* _TASK TO COMPLETE_
Write the records out exactly, so that no picture remains in the copy.
EXERCISE MATERIAL Start Marker
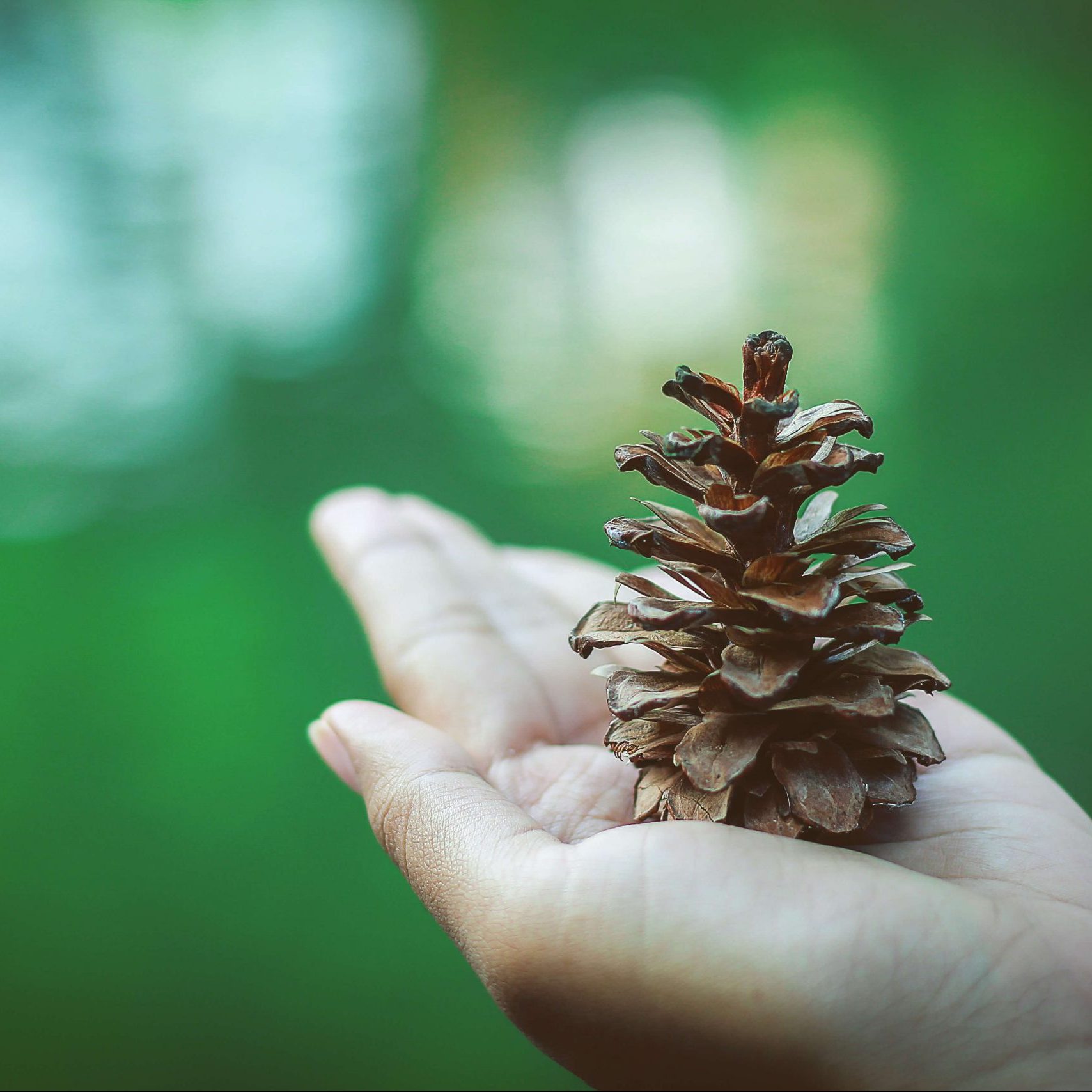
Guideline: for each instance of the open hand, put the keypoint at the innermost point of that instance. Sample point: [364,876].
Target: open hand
[953,948]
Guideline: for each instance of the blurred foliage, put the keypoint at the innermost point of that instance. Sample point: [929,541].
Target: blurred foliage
[191,899]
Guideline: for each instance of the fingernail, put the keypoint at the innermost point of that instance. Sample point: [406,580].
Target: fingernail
[332,751]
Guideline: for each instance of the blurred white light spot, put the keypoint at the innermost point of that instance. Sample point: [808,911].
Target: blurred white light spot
EXERCISE MATERIAL End Marker
* _RESPONSE_
Guideline: for each instance of the open hand, put the keypoint at the innermost point of that instance. Sample point: [364,876].
Target: open hand
[953,948]
Guideline: for each instance of the blurred foliage, put the keypoint at the innermost point of that instance. Sample point: [929,541].
Target: blurred foliage
[191,899]
Guideline: for each instance of the fingernail, put the keypoint at the innermost point of that instance. Sample point: [406,580].
Target: fingernail
[332,751]
Guideline: for each instance of the blurred white light spot, put the keypoint at the innermost point of that instance. Sample point: [808,911].
Target: blurred white light spot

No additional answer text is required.